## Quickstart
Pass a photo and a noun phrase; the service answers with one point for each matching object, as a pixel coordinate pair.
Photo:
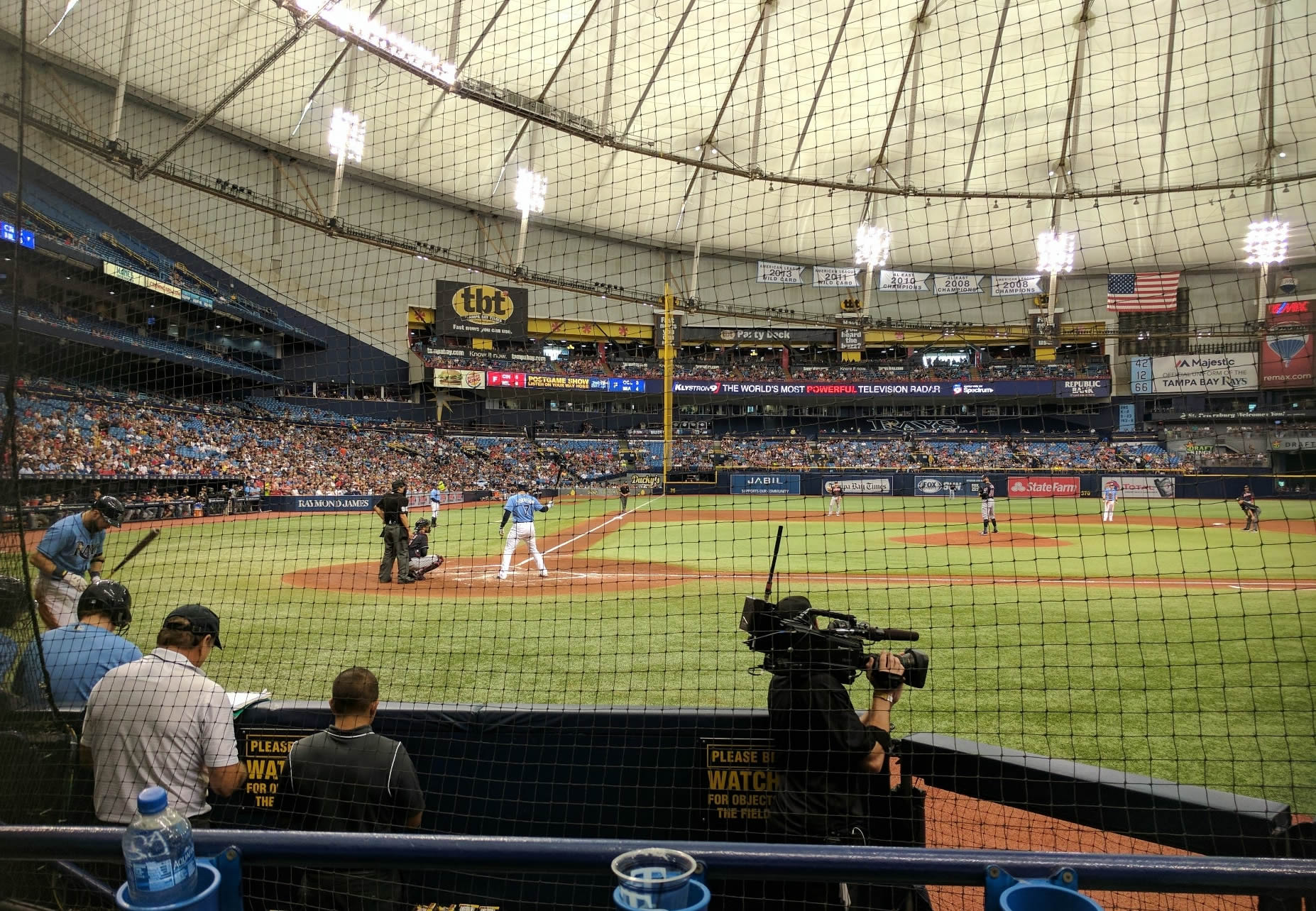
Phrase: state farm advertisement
(1043, 487)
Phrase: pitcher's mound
(970, 538)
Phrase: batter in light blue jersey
(520, 510)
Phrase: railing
(1149, 873)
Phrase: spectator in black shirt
(348, 778)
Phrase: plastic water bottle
(158, 852)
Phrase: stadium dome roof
(975, 124)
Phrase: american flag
(1143, 292)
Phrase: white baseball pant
(516, 534)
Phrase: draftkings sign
(479, 311)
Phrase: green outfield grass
(1206, 684)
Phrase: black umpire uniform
(393, 509)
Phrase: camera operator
(830, 760)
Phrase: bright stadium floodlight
(531, 191)
(1266, 242)
(346, 136)
(1055, 251)
(872, 246)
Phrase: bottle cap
(152, 800)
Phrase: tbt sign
(478, 311)
(1043, 487)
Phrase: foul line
(587, 533)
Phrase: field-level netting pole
(669, 354)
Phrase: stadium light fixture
(1266, 242)
(1055, 251)
(531, 191)
(872, 246)
(346, 136)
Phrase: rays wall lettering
(779, 274)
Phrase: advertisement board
(1288, 348)
(789, 484)
(449, 377)
(1141, 487)
(860, 485)
(946, 485)
(1043, 487)
(479, 311)
(1189, 374)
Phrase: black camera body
(791, 642)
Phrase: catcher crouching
(417, 551)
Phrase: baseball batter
(520, 510)
(987, 493)
(422, 561)
(838, 492)
(72, 548)
(1109, 496)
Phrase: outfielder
(1251, 510)
(520, 509)
(1109, 496)
(422, 561)
(70, 548)
(838, 492)
(987, 493)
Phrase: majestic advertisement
(1141, 487)
(1288, 348)
(946, 485)
(858, 485)
(1043, 487)
(789, 484)
(1192, 374)
(456, 379)
(479, 311)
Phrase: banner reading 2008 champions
(481, 311)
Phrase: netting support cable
(818, 92)
(991, 75)
(236, 89)
(126, 57)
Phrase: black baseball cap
(195, 618)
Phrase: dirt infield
(975, 538)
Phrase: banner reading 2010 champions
(481, 311)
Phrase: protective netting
(975, 321)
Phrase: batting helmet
(107, 597)
(111, 508)
(13, 600)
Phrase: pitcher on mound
(520, 510)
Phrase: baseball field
(1168, 642)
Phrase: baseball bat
(137, 548)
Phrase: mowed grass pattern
(1168, 643)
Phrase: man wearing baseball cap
(161, 721)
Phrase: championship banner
(479, 311)
(1140, 487)
(892, 280)
(1016, 285)
(779, 274)
(836, 277)
(858, 485)
(1043, 487)
(448, 377)
(1288, 348)
(789, 484)
(957, 285)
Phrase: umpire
(393, 510)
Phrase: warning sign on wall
(741, 778)
(265, 751)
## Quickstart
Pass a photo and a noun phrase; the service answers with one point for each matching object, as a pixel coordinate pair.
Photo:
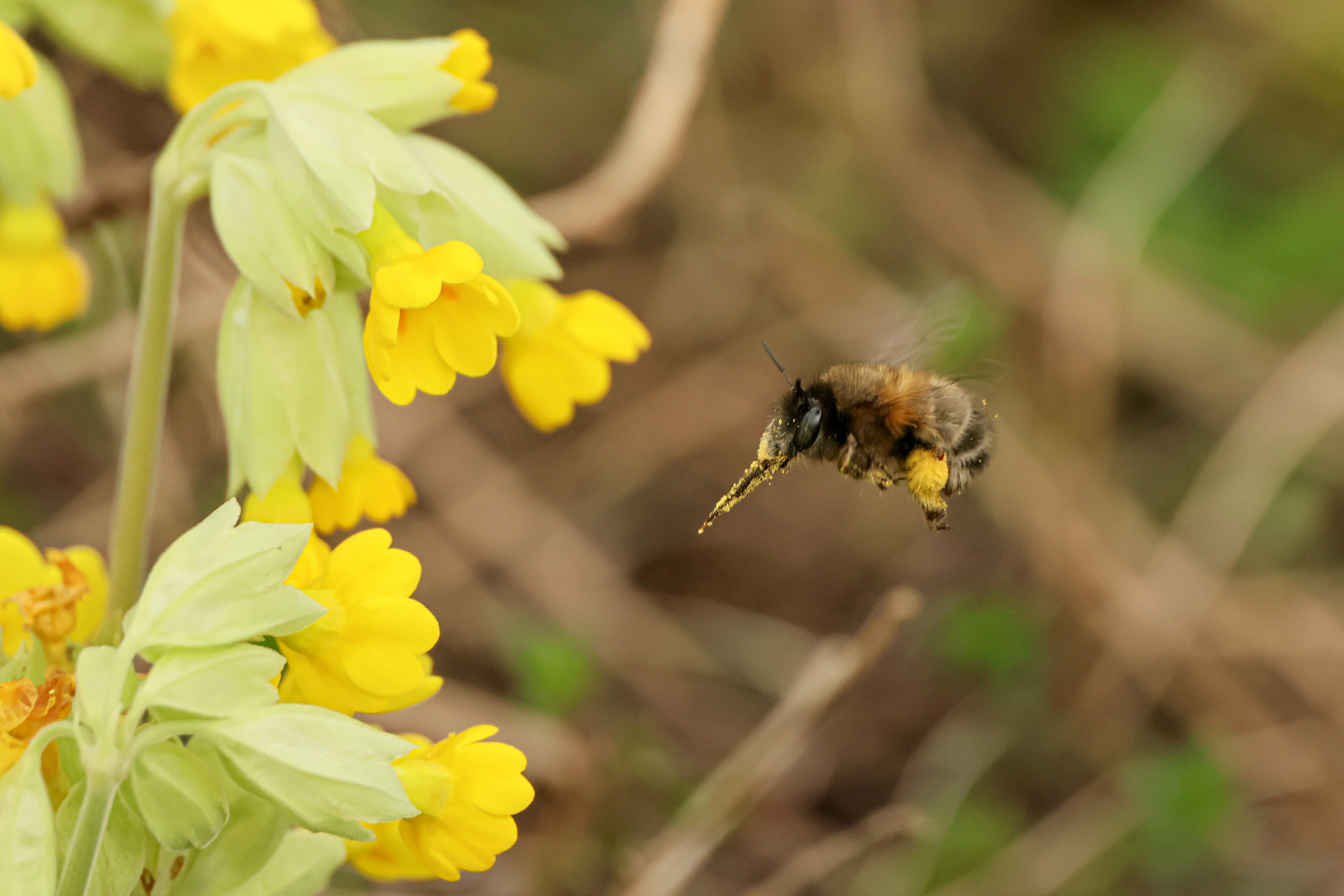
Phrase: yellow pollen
(926, 473)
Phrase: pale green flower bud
(329, 158)
(290, 384)
(472, 203)
(403, 84)
(260, 231)
(39, 151)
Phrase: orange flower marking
(27, 709)
(49, 610)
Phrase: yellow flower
(42, 281)
(26, 709)
(368, 486)
(559, 356)
(466, 793)
(19, 67)
(218, 42)
(47, 590)
(431, 314)
(368, 653)
(470, 62)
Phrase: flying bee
(877, 423)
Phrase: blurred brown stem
(1103, 243)
(734, 787)
(652, 134)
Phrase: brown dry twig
(652, 134)
(1055, 848)
(734, 787)
(821, 859)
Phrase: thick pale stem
(100, 790)
(145, 402)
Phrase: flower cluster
(262, 641)
(43, 282)
(194, 762)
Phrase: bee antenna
(767, 347)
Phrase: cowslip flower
(368, 486)
(368, 655)
(293, 392)
(60, 597)
(17, 65)
(562, 351)
(43, 282)
(26, 709)
(403, 84)
(431, 314)
(218, 42)
(466, 791)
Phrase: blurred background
(1118, 222)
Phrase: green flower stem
(149, 394)
(100, 790)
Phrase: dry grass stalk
(732, 790)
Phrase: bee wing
(898, 332)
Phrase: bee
(877, 423)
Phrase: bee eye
(808, 427)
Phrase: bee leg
(854, 461)
(880, 477)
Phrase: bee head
(795, 426)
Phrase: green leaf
(27, 833)
(214, 681)
(1187, 804)
(100, 694)
(327, 768)
(21, 665)
(251, 835)
(554, 670)
(996, 637)
(300, 867)
(221, 585)
(179, 796)
(121, 856)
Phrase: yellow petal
(387, 857)
(605, 327)
(538, 386)
(17, 65)
(461, 338)
(91, 607)
(455, 262)
(418, 353)
(413, 282)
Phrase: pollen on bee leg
(926, 475)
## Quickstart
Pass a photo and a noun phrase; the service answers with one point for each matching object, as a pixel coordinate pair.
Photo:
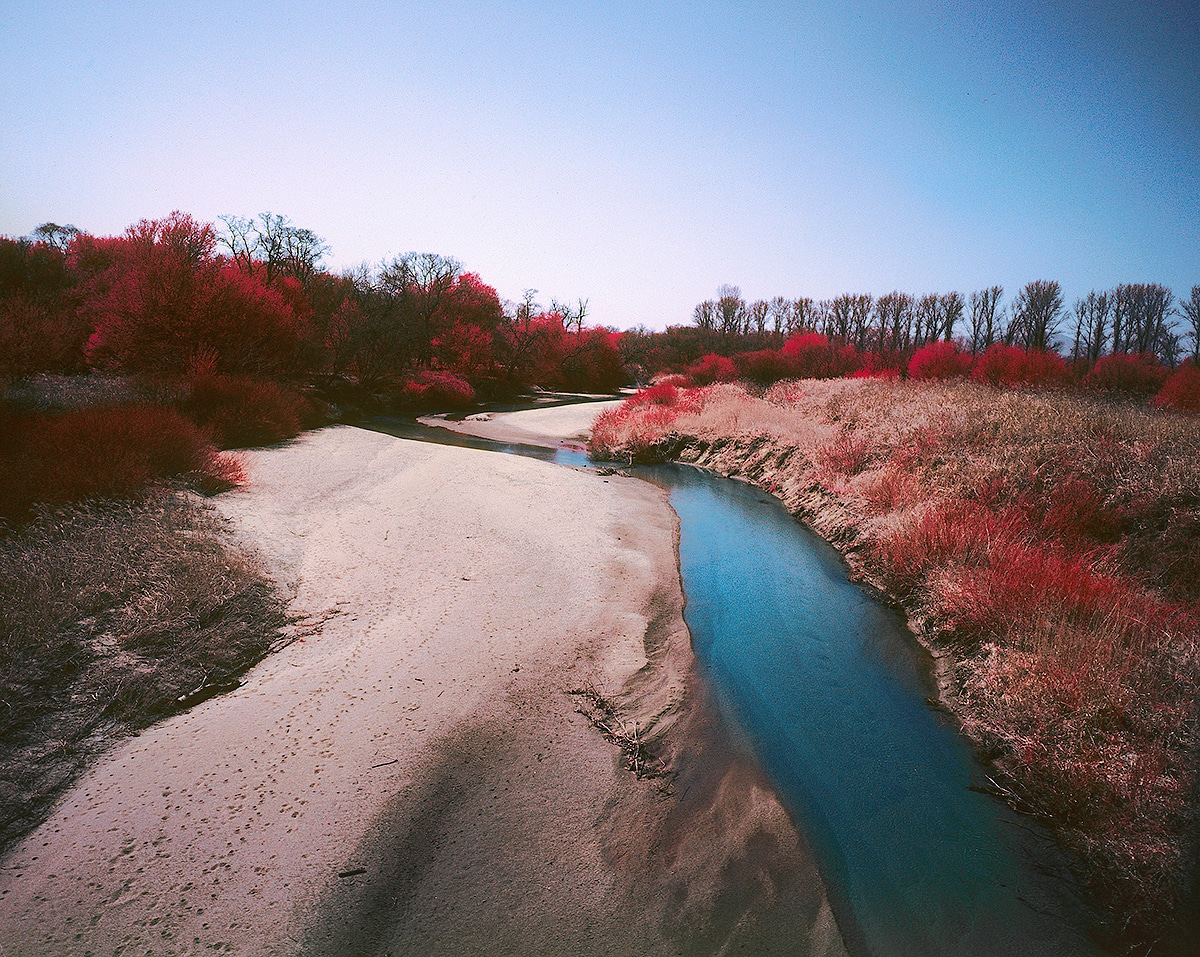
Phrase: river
(832, 694)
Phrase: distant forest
(177, 298)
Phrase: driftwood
(601, 711)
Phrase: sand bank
(556, 426)
(414, 778)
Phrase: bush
(939, 360)
(1181, 390)
(430, 390)
(99, 453)
(664, 393)
(1011, 366)
(240, 411)
(765, 366)
(166, 298)
(811, 355)
(712, 368)
(1129, 373)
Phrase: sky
(636, 155)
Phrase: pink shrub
(1131, 373)
(766, 366)
(1012, 366)
(1181, 391)
(939, 360)
(712, 368)
(240, 410)
(438, 390)
(99, 452)
(664, 393)
(814, 356)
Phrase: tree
(893, 323)
(805, 317)
(166, 299)
(705, 314)
(731, 310)
(1140, 318)
(1191, 310)
(1037, 314)
(1092, 316)
(418, 284)
(756, 316)
(847, 318)
(927, 319)
(573, 318)
(985, 320)
(951, 305)
(52, 234)
(275, 242)
(780, 312)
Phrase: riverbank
(414, 776)
(1039, 545)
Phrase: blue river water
(831, 692)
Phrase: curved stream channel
(829, 691)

__________

ABOUT THIS TASK:
Omit the images; transcribe the listing verbatim.

WRITTEN ANSWER:
## Quickstart
Pass a photo and a noun phrase; the service answers with one point for each matching object, as a pixel coordinate pair.
Photo:
Phrase: state farm advertisement
(1043, 487)
Phrase: pitcher's mound
(970, 538)
Phrase: batter in light blue jersey
(520, 510)
Phrase: railing
(1149, 873)
Phrase: spectator in black shirt
(348, 778)
Phrase: plastic water bottle
(158, 852)
Phrase: stadium dome roof
(975, 124)
Phrase: american flag
(1143, 292)
Phrase: white baseball pant
(516, 534)
Phrase: draftkings sign
(479, 311)
Phrase: green outfield grass
(1206, 684)
Phrase: black umpire uniform
(393, 509)
Phrase: camera operator
(830, 760)
Phrase: bright stadium floodlight
(531, 191)
(1266, 242)
(346, 136)
(1055, 251)
(872, 246)
Phrase: bottle cap
(152, 800)
Phrase: tbt sign
(478, 311)
(1043, 487)
Phrase: foul line
(587, 533)
Phrase: field-level netting pole
(669, 354)
Phrase: stadium light fixture
(1266, 242)
(1055, 251)
(531, 191)
(872, 246)
(346, 136)
Phrase: rays wall lettering
(779, 274)
Phrase: advertisement board
(1288, 348)
(789, 484)
(449, 377)
(1141, 487)
(860, 485)
(946, 485)
(1043, 487)
(479, 311)
(1189, 374)
Phrase: black camera body
(791, 642)
Phrase: catcher crouching
(417, 551)
Phrase: baseball batter
(520, 510)
(987, 493)
(422, 561)
(838, 492)
(72, 548)
(1109, 496)
Phrase: outfielder
(1251, 510)
(520, 509)
(1109, 496)
(422, 561)
(70, 548)
(838, 492)
(987, 493)
Phrase: majestic advertisement
(1141, 487)
(1288, 348)
(946, 485)
(858, 485)
(1043, 487)
(789, 484)
(1192, 374)
(456, 379)
(479, 311)
Phrase: banner reading 2008 champions
(481, 311)
Phrase: netting support cable
(818, 92)
(991, 75)
(236, 89)
(126, 57)
Phrase: black baseball cap
(195, 618)
Phrase: dirt infield
(975, 538)
Phrase: banner reading 2010 champions
(481, 311)
Phrase: protective netting
(975, 321)
Phrase: batting helmet
(107, 597)
(111, 508)
(13, 600)
Phrase: pitcher on mound
(520, 510)
Phrase: baseball field
(1168, 642)
Phrase: baseball bat
(137, 548)
Phrase: mowed grass pattern
(1168, 643)
Phrase: man wearing baseball cap
(161, 721)
Phrase: championship banner
(479, 311)
(1140, 487)
(892, 280)
(1016, 285)
(779, 274)
(836, 277)
(858, 485)
(1043, 487)
(448, 377)
(1288, 348)
(789, 484)
(957, 285)
Phrase: umpire
(393, 510)
Phrase: warning sign on wall
(741, 778)
(265, 751)
## Quickstart
Pass a photo and a noun phrase; the service answers with one point for each matching object, as a pixel coordinate pair.
Photo:
Phrase: yellow pollen
(926, 473)
Phrase: pale green flower bud
(329, 158)
(290, 384)
(472, 203)
(403, 84)
(260, 231)
(39, 151)
Phrase: orange flower marking
(27, 709)
(49, 610)
Phrase: yellow flower
(42, 281)
(26, 709)
(368, 486)
(559, 356)
(466, 793)
(19, 67)
(218, 42)
(47, 590)
(431, 314)
(368, 653)
(470, 62)
Phrase: flying bee
(877, 423)
Phrase: blurred brown stem
(1103, 243)
(734, 787)
(652, 134)
Phrase: brown dry twig
(652, 134)
(1055, 848)
(734, 787)
(821, 859)
Phrase: thick pale stem
(100, 790)
(145, 402)
Phrase: flower cluster
(262, 641)
(43, 282)
(194, 762)
Phrase: bee antenna
(767, 347)
Phrase: cowslip flower
(368, 486)
(368, 655)
(293, 392)
(60, 597)
(17, 65)
(562, 351)
(43, 282)
(26, 709)
(403, 84)
(431, 314)
(218, 42)
(466, 791)
Phrase: blurred background
(1118, 222)
Phrase: green flower stem
(149, 394)
(100, 790)
Phrase: dry grass stalk
(732, 790)
Phrase: bee wing
(898, 332)
Phrase: bee
(877, 423)
Phrase: bee eye
(808, 427)
Phrase: bee leg
(854, 461)
(880, 477)
Phrase: bee head
(795, 426)
Phrase: green leaf
(27, 833)
(214, 681)
(1187, 804)
(100, 694)
(327, 768)
(21, 665)
(251, 835)
(554, 670)
(996, 637)
(300, 867)
(221, 585)
(179, 796)
(121, 856)
Phrase: yellow petal
(387, 857)
(605, 327)
(538, 386)
(17, 65)
(461, 338)
(91, 607)
(455, 262)
(418, 353)
(413, 282)
Phrase: pollen on bee leg
(926, 475)
## Quickstart
Pass a photo and a noun phrase; the service answers with one point for each matching object, as a pixel coordinate pair.
Photo:
Phrase: river
(832, 694)
Phrase: distant forest
(177, 298)
Phrase: driftwood
(601, 711)
Phrase: sand bank
(556, 426)
(414, 778)
Phrase: bush
(939, 360)
(1181, 390)
(430, 390)
(99, 453)
(664, 393)
(1011, 366)
(240, 411)
(765, 366)
(166, 298)
(811, 355)
(712, 368)
(1129, 373)
Phrase: sky
(636, 155)
Phrase: pink shrub
(1131, 373)
(766, 366)
(1012, 366)
(1181, 391)
(939, 360)
(712, 368)
(240, 410)
(438, 390)
(99, 452)
(664, 393)
(814, 356)
Phrase: tree
(893, 323)
(805, 317)
(166, 299)
(705, 314)
(731, 310)
(1140, 318)
(1191, 310)
(1037, 314)
(1092, 316)
(418, 284)
(756, 316)
(847, 318)
(927, 319)
(573, 318)
(985, 320)
(951, 305)
(52, 234)
(275, 242)
(780, 312)
Phrase: riverbank
(414, 776)
(1039, 545)
Phrase: blue river water
(831, 692)
Phrase: curved stream channel
(829, 691)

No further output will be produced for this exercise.